_TEXT PASSAGE_:
※
The Israeli army orders the evacuation of the entire city of Gaza.

Amid the military offensive to seize the capital of the Palestinian enclave that Israel has been carrying out since August, Israel continues to bombard Gaza City while slowly advancing deeper into the town, which it has described as Hamas's "last major stronghold."
Adraee wrote today on his X account: "To all the residents of Gaza City and those in its neighborhoods, from the Old City and Tafah in the east to the sea in the west,"
The publication is accompanied by an infographic indicating that the order affects the entire city , where, according to the UN, nearly one million people live and are sheltering, although until this warning only a small part of the population has been evacuated.
"For your safety, evacuate immediately via the Al-Rashid highway toward the Al-Mawasi humanitarian zone," it added, referring to the designated area near Khan Yunis in the south of the Strip , announced last Saturday despite already being saturated with displaced people. Adraee emphasized that the Israeli army "is determined to eliminate Hamas" and that it "will operate in Gaza City with great force, as it has done in other parts of the enclave."
Israel attacked and destroyed a 12-story office building in Gaza City yesterday after warning residents to evacuate as part of its offensive to seize control of the Palestinian city. The army declared the attack due to "Hamas observation posts and bombs planted around the building."
※
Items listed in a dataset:
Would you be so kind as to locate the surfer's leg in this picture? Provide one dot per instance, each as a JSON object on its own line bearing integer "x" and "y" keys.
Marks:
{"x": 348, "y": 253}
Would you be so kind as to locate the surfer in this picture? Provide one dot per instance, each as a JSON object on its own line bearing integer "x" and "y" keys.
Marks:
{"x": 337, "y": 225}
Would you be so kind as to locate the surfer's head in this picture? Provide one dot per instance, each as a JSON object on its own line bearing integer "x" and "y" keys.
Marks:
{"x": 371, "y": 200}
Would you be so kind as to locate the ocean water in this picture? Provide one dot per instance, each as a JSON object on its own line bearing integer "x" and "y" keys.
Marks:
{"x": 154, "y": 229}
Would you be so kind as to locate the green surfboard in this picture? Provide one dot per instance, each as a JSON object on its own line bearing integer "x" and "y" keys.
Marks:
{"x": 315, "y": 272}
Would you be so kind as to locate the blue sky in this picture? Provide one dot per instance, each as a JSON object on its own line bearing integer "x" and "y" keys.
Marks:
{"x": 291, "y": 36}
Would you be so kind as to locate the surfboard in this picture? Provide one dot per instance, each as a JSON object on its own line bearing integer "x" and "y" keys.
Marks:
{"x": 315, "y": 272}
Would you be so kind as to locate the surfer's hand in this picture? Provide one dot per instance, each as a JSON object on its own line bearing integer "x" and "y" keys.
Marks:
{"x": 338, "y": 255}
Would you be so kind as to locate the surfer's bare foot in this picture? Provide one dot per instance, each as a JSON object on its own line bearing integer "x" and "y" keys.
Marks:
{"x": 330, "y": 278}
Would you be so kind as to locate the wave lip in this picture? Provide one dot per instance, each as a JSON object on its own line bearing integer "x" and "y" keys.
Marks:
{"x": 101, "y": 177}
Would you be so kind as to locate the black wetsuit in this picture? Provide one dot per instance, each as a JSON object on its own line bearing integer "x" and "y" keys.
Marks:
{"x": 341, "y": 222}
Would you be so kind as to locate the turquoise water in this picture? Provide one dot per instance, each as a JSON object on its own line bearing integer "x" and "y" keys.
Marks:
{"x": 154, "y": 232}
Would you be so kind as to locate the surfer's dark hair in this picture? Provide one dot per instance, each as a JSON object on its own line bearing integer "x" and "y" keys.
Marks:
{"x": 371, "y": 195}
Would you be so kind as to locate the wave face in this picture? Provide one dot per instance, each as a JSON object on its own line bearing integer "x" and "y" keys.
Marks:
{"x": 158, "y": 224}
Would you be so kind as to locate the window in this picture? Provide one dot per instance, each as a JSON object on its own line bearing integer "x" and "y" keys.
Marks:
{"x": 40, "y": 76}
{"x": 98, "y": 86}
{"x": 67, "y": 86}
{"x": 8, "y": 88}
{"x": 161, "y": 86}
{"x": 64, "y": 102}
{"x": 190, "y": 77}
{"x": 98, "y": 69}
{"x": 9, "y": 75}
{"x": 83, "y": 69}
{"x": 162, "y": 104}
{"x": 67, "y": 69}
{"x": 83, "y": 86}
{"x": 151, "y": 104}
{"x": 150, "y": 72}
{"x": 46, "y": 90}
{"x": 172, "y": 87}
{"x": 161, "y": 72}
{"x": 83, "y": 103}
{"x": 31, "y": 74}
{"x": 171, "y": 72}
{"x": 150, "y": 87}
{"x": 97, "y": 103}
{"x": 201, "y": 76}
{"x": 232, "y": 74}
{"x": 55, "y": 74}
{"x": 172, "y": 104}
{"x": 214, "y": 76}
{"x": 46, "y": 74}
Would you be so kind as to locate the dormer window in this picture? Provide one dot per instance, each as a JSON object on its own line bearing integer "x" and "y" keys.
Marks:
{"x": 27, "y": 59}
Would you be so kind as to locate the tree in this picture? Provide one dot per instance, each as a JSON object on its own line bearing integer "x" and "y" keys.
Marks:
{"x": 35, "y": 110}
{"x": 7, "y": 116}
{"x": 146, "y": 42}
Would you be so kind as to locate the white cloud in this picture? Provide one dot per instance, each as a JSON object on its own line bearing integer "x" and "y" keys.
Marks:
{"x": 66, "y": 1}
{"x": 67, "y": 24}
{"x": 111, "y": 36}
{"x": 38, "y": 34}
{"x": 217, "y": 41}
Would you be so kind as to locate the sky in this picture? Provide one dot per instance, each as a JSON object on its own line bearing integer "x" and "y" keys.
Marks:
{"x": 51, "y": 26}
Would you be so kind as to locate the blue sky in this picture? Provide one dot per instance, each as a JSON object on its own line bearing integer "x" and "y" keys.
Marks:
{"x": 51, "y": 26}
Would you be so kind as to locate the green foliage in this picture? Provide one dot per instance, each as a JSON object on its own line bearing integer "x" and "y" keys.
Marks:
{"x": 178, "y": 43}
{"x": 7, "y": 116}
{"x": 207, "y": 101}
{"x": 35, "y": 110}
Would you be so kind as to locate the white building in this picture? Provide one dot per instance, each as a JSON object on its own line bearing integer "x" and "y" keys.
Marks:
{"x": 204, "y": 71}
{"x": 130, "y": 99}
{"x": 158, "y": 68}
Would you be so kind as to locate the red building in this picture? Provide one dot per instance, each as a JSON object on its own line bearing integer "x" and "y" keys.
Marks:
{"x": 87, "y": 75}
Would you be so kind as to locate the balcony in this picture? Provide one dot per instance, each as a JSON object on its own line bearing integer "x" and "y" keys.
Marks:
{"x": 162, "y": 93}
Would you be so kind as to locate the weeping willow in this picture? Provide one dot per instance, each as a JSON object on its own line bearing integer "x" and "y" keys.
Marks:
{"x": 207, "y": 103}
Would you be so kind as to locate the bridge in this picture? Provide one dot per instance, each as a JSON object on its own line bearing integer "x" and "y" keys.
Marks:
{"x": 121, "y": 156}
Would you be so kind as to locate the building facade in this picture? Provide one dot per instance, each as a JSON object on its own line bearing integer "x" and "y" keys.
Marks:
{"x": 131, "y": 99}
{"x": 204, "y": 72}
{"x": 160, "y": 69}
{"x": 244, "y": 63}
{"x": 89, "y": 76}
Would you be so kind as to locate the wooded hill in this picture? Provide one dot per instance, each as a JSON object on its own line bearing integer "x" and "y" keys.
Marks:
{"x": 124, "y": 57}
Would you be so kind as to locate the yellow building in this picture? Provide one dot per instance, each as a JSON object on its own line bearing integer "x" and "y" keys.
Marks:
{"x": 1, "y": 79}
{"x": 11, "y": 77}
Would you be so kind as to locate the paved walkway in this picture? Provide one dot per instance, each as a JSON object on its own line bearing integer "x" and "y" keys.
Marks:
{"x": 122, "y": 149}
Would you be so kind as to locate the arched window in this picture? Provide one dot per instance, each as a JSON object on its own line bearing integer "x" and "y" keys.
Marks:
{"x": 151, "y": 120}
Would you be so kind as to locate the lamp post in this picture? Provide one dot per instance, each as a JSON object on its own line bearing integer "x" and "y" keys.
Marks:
※
_QUESTIONS ON THE MATERIAL_:
a) According to the text on the Gaza City evacuation order, what reason did the Israeli army give for attacking the 12-story office building in Gaza City?
b) Repeat the passage of the Gaza City evacuation text from "Adraee wrote today" up to and including "has been evacuated.".

_EXERCISE RESULTS_:
a) The army said it attacked the building because of "Hamas observation posts and bombs planted around the building." The attack came after residents were warned to evacuate.

b)
Adraee wrote today on his X account: "To all the residents of Gaza City and those in its neighborhoods, from the Old City and Tafah in the east to the sea in the west,"
The publication is accompanied by an infographic indicating that the order affects the entire city , where, according to the UN, nearly one million people live and are sheltering, although until this warning only a small part of the population has been evacuated.